Meningkatnya angka perceraian di Indonesia beberapa tahun terakhir merupakan fakta yang sangat memprihatinkan. Badan Urusan Peradilan Agama (Badilag) Mahkamah Agung (MA) mencatat selama periode 2005 hingga 2010 terjadi peningkatan perceraian hingga 70 %. Tingkat perceraian sejak 2005 terus meningkat di atas 10 persen setiap tahunnya. Pada tahun 2010 saja, terjadi 285.184 perceraian di seluruh Indonesia.
Jika memperhatikan hasil penelitian Mark Cammack, guru besar dari Southwestern School of Law-Los Angeles, USA, sesungguhnya ada fluktuasi angka perceraian di Indonesia. Berdasarkan penelitian Cammack, pada tahun 1950-an angka perceraian di Asia Tenggara, termasuk Indonesia, tergolong yang paling tinggi di dunia.
Pada dekade itu, dari 100 perkawinan, 50 di antaranya berakhir dengan perceraian. Tetapi pada tahun 1970-an hingga 1990-an, tingkat perceraian di Indonesia dan negara-negara lain di Asia Tenggara menurun drastis, padahal di belahan dunia lainnya justru meningkat. Angka perceraian di Indonesia meningkat kembali secara signifikan sejak tahun 2001 hingga 2012 ini.
Kuliah Pernikahan
Untuk menduduki jabatan direktur di suatu perusahaan, seseorang harus menempuh masa pendidikan yang panjang. Dia harus memiliki ijazah tertentu, dengan kompetensi tertentu, dengan ujian tertentu. Setelah dinyatakan memenuhi persyaratan, barulah seseorang dilantik menjadi direktur perusahaan. Namun untuk menjadi direktur keluarga, ternyata tidak disertai dengan masa pendidikan yang memadai.

-*-

- [Soal Latihan]:
A – Menurut kutipan tentang perceraian di Indonesia, berapa jumlah perceraian di seluruh Indonesia pada tahun 2010?
B – Lanjutkan kutipan tentang perceraian di Indonesia, dimulai setelah kalimat terakhirnya.

-*-

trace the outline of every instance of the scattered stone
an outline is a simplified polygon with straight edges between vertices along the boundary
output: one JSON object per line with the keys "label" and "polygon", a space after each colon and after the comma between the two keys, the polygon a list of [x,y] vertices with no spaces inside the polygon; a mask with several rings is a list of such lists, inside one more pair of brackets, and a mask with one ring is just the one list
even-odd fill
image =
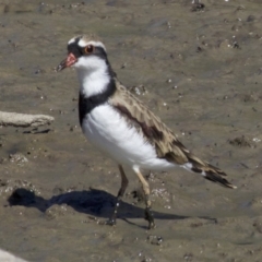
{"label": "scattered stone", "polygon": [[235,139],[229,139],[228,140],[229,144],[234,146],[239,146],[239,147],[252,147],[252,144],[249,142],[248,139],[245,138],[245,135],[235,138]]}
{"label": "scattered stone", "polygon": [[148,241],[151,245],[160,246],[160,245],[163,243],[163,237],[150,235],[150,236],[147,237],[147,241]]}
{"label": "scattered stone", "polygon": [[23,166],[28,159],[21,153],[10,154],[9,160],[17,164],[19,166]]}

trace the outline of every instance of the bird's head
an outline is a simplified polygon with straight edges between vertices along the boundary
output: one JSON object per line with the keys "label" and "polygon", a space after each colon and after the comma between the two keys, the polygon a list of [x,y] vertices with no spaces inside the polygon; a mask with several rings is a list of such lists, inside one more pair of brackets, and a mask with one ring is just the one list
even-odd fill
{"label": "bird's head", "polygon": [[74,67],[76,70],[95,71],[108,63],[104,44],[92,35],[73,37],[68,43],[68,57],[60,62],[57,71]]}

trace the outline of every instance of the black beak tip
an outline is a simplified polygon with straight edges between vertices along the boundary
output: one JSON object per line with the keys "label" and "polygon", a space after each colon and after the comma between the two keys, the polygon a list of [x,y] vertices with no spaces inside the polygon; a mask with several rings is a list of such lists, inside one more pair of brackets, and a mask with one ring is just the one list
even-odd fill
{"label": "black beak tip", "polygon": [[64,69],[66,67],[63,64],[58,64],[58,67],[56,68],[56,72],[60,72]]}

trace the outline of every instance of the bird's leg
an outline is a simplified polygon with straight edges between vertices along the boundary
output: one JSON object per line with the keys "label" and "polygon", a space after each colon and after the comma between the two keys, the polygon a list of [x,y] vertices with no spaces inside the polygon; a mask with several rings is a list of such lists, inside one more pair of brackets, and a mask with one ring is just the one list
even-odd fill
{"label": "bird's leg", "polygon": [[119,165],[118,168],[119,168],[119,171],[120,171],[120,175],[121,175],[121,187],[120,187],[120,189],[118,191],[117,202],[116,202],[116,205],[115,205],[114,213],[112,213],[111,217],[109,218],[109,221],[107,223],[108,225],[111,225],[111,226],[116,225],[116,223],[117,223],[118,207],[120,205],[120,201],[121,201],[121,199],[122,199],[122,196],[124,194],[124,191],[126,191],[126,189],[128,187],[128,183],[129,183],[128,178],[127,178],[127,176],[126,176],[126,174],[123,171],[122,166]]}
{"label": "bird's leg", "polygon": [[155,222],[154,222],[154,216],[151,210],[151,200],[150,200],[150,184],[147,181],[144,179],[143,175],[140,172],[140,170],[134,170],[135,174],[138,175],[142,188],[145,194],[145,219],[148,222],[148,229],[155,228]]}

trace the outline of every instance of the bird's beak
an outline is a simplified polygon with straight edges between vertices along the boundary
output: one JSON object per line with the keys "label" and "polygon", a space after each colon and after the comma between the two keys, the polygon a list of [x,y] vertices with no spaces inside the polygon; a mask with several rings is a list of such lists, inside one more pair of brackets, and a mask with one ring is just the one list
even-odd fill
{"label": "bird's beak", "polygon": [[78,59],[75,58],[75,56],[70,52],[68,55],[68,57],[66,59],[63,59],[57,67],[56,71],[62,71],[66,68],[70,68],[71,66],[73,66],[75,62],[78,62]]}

-*-

- [Jawaban Latihan]:
A – 285.184 perceraian.

B –
Sangat banyak hal yang harus dipelajari tentang pernikahan dan keluarga. Seandainya dibuat dalam satuan mata kuliah, sudah bisa menjadi satu fakultas tersendiri di sebuah universitas. Namanya Fakultas Pernikahan. Seluruh kurikulum berisi seluk beluk pernikahan, keluarga, perceraian, dan segala hal yang berhubungan dengannya. Rujukan bukunya sudah sangat banyak beredar di pasaran.
Semestinyalah semua orang yang akan menikah, telah melalui masa kuliah pernikahan, sehingga mengerti berbagai ilmu yang diperlukan untuk membentuk keluarga yang harmonis, sejahtera, produktif dan bahagia. Ketika menikah tanpa berbekal pengetahuan dan pemahaman yang mencukupi, sangat banyak ditemukan fenomena penyimpangan dalam keluarga dalam berbagai bentuknya. Ujungnya adalah kegagalan berumah tangga, perceraian.
Kuliah menjelang pernikahan bisa diselenggarakan oleh Kantor Urusan Agama, atau oleh BKKBN, atau oleh pihak masjid / gereja, atau oleh tokoh agama, atau oleh pihak LSM yang berkompeten. Tujuannya adalah memberikan pembekalan dasar-dasar dan ketrampilan membina rumah tangga. Durasi waktu yang diperlukan sangat fleksibel, sesuai situasi dan kondisi. Namun esensi pembekalan ini yang lebih penting untuk diupayakan. Teknisnya juga bisa sangat variatif.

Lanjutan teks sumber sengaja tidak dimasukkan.